— START STORED RECORDS —
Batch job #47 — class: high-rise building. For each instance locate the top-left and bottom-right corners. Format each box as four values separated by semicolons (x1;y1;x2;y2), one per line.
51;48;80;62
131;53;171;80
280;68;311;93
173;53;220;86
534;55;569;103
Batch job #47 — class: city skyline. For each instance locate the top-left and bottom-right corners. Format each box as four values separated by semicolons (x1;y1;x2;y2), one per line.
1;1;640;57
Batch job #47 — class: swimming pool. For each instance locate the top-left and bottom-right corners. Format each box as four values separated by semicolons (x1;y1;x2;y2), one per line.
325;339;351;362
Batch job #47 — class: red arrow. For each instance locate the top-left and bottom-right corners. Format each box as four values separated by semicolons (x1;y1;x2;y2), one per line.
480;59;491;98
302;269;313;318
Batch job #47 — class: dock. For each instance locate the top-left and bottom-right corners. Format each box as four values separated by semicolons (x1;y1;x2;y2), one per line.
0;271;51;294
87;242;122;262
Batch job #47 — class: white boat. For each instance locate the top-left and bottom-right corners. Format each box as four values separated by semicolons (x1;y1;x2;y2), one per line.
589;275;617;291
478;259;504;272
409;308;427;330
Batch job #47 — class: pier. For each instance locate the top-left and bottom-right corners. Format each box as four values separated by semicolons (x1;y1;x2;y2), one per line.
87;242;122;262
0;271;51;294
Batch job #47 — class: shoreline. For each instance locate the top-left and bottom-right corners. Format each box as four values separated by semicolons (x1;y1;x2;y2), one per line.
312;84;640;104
— END STORED RECORDS —
— START STORED RECORDS —
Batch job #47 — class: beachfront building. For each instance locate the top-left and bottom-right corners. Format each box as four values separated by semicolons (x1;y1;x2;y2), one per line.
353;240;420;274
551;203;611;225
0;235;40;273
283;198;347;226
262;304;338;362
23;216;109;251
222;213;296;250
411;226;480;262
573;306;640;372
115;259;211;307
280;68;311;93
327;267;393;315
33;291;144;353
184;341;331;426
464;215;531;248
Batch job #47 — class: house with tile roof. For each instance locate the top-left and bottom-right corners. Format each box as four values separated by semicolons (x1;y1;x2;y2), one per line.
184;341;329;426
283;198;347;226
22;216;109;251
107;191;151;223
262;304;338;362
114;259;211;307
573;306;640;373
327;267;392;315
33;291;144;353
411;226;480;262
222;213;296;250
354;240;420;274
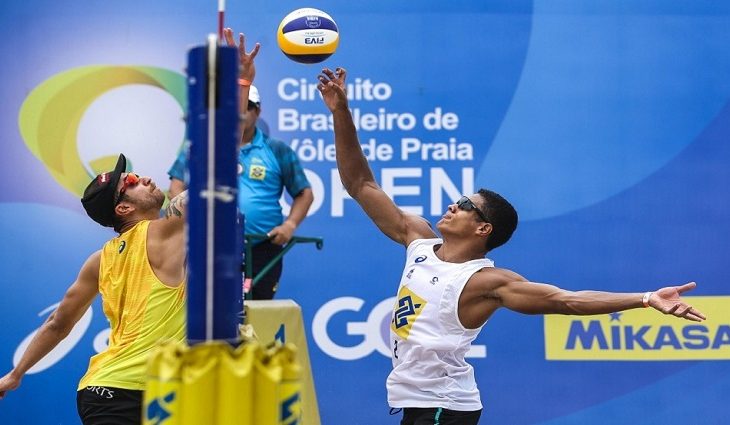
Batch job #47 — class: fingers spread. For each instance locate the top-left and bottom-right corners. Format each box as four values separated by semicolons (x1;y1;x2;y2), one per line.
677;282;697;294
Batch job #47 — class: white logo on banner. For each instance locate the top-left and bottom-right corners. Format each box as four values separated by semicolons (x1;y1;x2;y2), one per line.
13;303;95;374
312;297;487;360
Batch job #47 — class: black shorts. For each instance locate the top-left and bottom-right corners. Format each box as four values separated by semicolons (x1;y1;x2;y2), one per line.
— END STORED RECORDS —
### [INSTRUCTION]
Copy the lines again, starting at the line that has "Batch job #47 — class: shoreline." and stopping after the line that has "312;84;640;104". Replace "shoreline" with "coastline", and leave everything else the same.

### [ANSWER FOR THE TASK]
Batch job #47 — class: coastline. For each instance locate the top-left and bottom-right corners. Format each box as four values separated by semicolons (x1;y1;x2;y2), one per line.
312;84;640;104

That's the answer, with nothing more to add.